● **AIM 1**:
Please tally the lines in the rows below that contain the word "water", and reply with that number alone.
#### TEXT EXCERPT
- Born: March 8, 1968 (age 58) Wuppertal, West Germany
- Origin: Athens, Greece
- Genres: Entekhno, rock, laiko
- Occupations: Musician, songwriter
- Instruments: Guitar, singing
- Years active: 1990–present

= Babis Stokas =

Greek singer and songwriter

Babis Stokas (Greek: Μπάμπης Στόκας) is a Greek singer and songwriter. He was a founding member of the entekhno/rock group Pyx Lax (Πυξ Λαξ), in which he was lead singer, lyricist, and composer from 1989 until the dissolution of the band in 2004. Since then he has performed as a solo artist.

== Career ==

Stokas released his first personal album, Poulia tis Nychtas, in 2001, while Pyx Lax were still active.

After Pyx Lax were dissolved in 2004(now active), he formed his own band, called "The Gamma plan", in collaboration with which he released, in March 2006, his second studio album, Stin Akri tis Giortis. In 2008, his live album Tragoudiste, min Drepeste, achieved gold status sales. His third studio album, Volta, was released in 2010.
########
#### EXERCISE MATERIALS
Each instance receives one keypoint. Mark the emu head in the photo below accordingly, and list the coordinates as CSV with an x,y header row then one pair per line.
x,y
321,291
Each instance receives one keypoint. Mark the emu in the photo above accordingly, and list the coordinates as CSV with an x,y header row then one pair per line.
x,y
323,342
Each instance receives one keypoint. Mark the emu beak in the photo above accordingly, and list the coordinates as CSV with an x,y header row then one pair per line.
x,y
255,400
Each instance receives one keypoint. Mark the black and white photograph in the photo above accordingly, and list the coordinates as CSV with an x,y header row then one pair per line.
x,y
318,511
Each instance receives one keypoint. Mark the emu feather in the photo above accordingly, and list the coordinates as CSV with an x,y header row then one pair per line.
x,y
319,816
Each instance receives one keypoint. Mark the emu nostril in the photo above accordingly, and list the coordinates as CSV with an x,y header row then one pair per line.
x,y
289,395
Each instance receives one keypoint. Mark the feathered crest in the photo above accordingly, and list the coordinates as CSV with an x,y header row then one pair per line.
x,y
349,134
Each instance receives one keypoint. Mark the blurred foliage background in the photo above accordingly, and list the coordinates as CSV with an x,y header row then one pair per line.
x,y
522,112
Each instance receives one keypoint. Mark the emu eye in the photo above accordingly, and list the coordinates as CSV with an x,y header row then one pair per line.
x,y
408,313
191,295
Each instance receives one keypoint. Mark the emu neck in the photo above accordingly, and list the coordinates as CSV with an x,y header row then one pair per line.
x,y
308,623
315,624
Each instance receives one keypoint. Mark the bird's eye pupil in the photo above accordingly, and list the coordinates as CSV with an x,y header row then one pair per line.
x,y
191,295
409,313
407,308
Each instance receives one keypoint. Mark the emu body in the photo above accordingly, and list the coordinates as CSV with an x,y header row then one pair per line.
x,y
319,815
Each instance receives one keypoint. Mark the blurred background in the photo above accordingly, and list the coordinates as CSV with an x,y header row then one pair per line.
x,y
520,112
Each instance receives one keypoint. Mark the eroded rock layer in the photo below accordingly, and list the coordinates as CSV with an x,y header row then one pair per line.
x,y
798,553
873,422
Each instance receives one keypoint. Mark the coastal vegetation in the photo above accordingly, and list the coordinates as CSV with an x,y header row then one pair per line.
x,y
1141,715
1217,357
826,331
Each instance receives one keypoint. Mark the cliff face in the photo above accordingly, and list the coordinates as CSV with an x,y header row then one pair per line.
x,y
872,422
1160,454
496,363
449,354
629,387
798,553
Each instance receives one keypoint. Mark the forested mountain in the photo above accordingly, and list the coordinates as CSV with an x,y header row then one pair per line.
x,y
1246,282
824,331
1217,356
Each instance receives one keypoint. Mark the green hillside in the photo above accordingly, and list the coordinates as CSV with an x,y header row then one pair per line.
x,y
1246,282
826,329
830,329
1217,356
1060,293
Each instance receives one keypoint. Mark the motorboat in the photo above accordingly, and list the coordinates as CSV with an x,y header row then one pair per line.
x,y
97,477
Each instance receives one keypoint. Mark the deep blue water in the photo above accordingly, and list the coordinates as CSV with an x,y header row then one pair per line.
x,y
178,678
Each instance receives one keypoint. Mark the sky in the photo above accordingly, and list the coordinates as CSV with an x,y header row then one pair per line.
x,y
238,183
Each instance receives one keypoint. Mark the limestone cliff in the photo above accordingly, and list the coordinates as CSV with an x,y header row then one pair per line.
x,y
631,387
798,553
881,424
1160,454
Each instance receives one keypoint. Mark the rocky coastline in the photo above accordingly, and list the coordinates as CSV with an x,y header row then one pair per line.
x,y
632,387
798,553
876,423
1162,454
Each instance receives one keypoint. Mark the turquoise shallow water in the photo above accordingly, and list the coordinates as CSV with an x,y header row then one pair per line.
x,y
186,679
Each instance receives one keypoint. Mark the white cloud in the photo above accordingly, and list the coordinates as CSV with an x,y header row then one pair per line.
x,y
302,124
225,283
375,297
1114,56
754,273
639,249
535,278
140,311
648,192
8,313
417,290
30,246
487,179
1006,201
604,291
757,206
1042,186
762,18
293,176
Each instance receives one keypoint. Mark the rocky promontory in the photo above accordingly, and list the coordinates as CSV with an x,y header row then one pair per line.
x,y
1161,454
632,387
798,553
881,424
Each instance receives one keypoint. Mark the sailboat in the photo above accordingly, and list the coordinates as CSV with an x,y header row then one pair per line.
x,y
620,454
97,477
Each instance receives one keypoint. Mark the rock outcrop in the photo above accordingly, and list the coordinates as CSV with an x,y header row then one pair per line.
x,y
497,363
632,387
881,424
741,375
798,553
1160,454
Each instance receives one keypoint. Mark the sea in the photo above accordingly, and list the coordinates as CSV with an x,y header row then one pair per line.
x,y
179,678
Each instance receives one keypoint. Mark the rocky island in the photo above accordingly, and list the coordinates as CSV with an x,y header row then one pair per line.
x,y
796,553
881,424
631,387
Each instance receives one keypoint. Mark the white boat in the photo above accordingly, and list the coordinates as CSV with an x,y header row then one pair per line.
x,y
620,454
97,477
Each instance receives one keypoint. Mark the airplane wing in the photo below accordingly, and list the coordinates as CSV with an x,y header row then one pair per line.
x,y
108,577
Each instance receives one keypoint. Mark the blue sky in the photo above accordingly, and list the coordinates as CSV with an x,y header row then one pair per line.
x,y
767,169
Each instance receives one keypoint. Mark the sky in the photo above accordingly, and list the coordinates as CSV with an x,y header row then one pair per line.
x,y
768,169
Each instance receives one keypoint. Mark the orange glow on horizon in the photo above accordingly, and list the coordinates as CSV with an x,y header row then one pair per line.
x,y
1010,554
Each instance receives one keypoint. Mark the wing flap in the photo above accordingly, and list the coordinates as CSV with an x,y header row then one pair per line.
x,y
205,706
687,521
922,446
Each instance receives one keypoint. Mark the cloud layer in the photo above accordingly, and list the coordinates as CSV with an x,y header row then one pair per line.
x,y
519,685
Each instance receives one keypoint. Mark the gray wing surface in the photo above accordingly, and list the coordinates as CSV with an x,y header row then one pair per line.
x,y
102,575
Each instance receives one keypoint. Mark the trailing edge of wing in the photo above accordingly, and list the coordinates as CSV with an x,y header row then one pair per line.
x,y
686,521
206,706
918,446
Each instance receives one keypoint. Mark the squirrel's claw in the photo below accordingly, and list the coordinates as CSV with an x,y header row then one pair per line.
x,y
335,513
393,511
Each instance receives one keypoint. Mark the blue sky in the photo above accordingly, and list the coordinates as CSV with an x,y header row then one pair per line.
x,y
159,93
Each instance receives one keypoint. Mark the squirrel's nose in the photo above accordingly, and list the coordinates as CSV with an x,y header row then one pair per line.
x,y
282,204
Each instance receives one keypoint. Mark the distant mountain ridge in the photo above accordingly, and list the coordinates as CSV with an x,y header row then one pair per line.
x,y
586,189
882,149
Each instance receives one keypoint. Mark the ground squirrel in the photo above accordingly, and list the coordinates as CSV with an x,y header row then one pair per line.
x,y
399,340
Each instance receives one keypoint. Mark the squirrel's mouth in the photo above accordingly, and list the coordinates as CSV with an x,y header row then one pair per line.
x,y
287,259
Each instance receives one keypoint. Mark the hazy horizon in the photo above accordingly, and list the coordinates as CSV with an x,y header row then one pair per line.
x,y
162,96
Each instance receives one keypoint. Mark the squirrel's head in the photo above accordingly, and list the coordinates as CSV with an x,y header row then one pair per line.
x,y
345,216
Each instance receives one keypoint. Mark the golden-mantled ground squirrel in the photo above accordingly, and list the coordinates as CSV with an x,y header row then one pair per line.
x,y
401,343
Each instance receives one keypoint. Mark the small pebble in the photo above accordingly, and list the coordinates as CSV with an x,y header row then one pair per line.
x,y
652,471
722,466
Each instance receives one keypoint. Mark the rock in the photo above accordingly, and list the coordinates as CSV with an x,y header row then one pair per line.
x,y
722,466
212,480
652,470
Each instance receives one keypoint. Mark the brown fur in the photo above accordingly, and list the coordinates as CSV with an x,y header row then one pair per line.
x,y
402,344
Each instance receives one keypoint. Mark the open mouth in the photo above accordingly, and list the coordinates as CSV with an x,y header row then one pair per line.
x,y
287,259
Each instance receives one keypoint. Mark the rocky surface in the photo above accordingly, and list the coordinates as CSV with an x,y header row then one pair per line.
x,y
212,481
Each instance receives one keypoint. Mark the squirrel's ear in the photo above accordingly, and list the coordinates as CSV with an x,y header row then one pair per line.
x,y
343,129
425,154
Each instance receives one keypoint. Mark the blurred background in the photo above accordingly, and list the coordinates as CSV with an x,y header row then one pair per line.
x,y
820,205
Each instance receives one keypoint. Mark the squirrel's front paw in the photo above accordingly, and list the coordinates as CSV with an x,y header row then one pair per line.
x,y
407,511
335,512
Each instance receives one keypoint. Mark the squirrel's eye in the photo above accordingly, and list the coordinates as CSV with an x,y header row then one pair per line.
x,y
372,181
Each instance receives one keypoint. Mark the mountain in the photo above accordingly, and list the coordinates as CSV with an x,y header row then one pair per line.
########
● **AIM 2**:
Retype the Babis Stokas biography above in full, keeping every line unchanged.

● **FINAL ANSWER 1**:
2

● **FINAL ANSWER 2**:
- Born: March 8, 1968 (age 58) Wuppertal, West Germany
- Origin: Athens, Greece
- Genres: Entekhno, rock, laiko
- Occupations: Musician, songwriter
- Instruments: Guitar, singing
- Years active: 1990–present

= Babis Stokas =

Greek singer and songwriter

Babis Stokas (Greek: Μπάμπης Στόκας) is a Greek singer and songwriter. He was a founding member of the entekhno/rock group Pyx Lax (Πυξ Λαξ), in which he was lead singer, lyricist, and composer from 1989 until the dissolution of the band in 2004. Since then he has performed as a solo artist.

== Career ==

Stokas released his first personal album, Poulia tis Nychtas, in 2001, while Pyx Lax were still active.

After Pyx Lax were dissolved in 2004(now active), he formed his own band, called "The Gamma plan", in collaboration with which he released, in March 2006, his second studio album, Stin Akri tis Giortis. In 2008, his live album Tragoudiste, min Drepeste, achieved gold status sales. His third studio album, Volta, was released in 2010.